SHORT TASK A
Using the PostgreSQL replication text, decide whether each statement below agrees with it. Answer yes or no for each, and quote the words from the text that decide it. (i) The setup consists of a master and two synchronous slaves. (ii) Setting statement_timeout solved the problem. (iii) pgpool is the tool used to change the config file.
SHORT TASK B
Rewrite the paragraph of the PostgreSQL replication text that begins "I have a replication setup" in a shorter form, keeping its main facts.
SHORT TASK C
According to the PostgreSQL replication text, what command reloads the postgres config?

EXCERPTED TEXT
I have a replication setup with a master and a single synchronous slave. If the slave dies (or the network goes down) I would like any transaction on the master that requires writing to fail so I can roll it back. At the moment, when I commit it just hangs forever or (if I cancel it using ^C in psql or using kill) it commits locally and not on the synchronous slave.
I did that for a customer and I am using a tool (pgpool) to change the config file if the master is going down. You can keep additional configurations in
synchronous_master.conf and add include header in postgresql.conf
You just need to write a shell script (or use something like pgpool) to keep a watch if the slave goes down change synchronous_master.conf to an empty file and reload the postgres config (pg_ctl reload).
Neither of these options are ok in my use case. I have tried setting statement_timeout but it does not work. So my questions are:
1) Is it possible to rollback transactions that fail to commit after a certain amount of time waiting for the slave?

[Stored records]

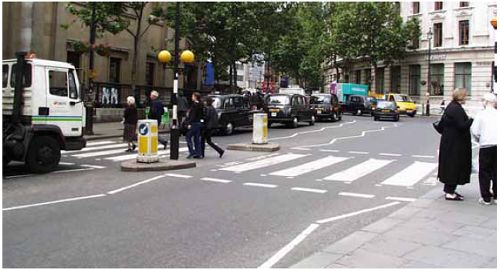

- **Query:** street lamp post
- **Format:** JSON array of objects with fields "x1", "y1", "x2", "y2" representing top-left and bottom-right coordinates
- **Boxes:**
[
  {"x1": 158, "y1": 2, "x2": 194, "y2": 160},
  {"x1": 425, "y1": 27, "x2": 432, "y2": 116}
]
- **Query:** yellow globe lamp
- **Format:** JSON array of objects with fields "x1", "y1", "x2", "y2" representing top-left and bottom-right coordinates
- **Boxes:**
[
  {"x1": 181, "y1": 50, "x2": 194, "y2": 63},
  {"x1": 158, "y1": 50, "x2": 172, "y2": 64}
]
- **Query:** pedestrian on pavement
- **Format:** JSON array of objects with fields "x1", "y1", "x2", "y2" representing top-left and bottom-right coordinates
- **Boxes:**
[
  {"x1": 438, "y1": 89, "x2": 473, "y2": 201},
  {"x1": 123, "y1": 96, "x2": 138, "y2": 152},
  {"x1": 471, "y1": 93, "x2": 498, "y2": 205},
  {"x1": 186, "y1": 92, "x2": 203, "y2": 158},
  {"x1": 148, "y1": 90, "x2": 168, "y2": 149},
  {"x1": 201, "y1": 97, "x2": 224, "y2": 158}
]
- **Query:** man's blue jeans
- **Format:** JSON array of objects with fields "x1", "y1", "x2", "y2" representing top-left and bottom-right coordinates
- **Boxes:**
[{"x1": 186, "y1": 123, "x2": 202, "y2": 157}]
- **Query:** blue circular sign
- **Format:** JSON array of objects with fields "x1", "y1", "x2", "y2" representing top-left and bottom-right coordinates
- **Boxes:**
[{"x1": 139, "y1": 123, "x2": 148, "y2": 136}]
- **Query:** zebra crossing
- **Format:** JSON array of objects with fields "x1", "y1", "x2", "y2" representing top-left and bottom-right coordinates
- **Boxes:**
[{"x1": 218, "y1": 153, "x2": 438, "y2": 187}]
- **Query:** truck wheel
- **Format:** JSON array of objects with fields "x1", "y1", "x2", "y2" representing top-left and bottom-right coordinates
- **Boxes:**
[{"x1": 26, "y1": 136, "x2": 61, "y2": 173}]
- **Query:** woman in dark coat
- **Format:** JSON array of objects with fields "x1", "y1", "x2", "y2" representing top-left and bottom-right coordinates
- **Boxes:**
[
  {"x1": 438, "y1": 89, "x2": 473, "y2": 201},
  {"x1": 123, "y1": 96, "x2": 138, "y2": 152}
]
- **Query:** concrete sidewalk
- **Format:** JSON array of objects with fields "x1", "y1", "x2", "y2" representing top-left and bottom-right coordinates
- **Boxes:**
[
  {"x1": 84, "y1": 122, "x2": 169, "y2": 141},
  {"x1": 292, "y1": 175, "x2": 497, "y2": 268}
]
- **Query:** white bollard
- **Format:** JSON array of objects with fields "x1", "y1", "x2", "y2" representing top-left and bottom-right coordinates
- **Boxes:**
[
  {"x1": 252, "y1": 113, "x2": 267, "y2": 144},
  {"x1": 137, "y1": 119, "x2": 160, "y2": 163}
]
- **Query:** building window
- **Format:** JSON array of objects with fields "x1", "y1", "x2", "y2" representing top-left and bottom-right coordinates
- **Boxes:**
[
  {"x1": 431, "y1": 64, "x2": 444, "y2": 96},
  {"x1": 355, "y1": 69, "x2": 361, "y2": 84},
  {"x1": 455, "y1": 63, "x2": 472, "y2": 94},
  {"x1": 434, "y1": 2, "x2": 443, "y2": 10},
  {"x1": 408, "y1": 65, "x2": 420, "y2": 96},
  {"x1": 413, "y1": 2, "x2": 420, "y2": 14},
  {"x1": 375, "y1": 68, "x2": 385, "y2": 94},
  {"x1": 434, "y1": 23, "x2": 443, "y2": 47},
  {"x1": 458, "y1": 20, "x2": 469, "y2": 45},
  {"x1": 390, "y1": 66, "x2": 401, "y2": 93},
  {"x1": 146, "y1": 62, "x2": 155, "y2": 86},
  {"x1": 109, "y1": 57, "x2": 121, "y2": 83}
]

WORKED ANSWER A
(i) No: "I have a replication setup with a master and a single synchronous slave."
(ii) No: "I have tried setting statement_timeout but it does not work."
(iii) Yes: "I am using a tool (pgpool) to change the config file if the master is going down."

WORKED ANSWER B
The setup has a master and one synchronous slave. If the slave or the network fails, any write transaction on the master should fail so it can be rolled back. Currently, a commit either hangs forever or, if canceled with ^C in psql or with kill, commits locally but not on the slave.

WORKED ANSWER C
pg_ctl reload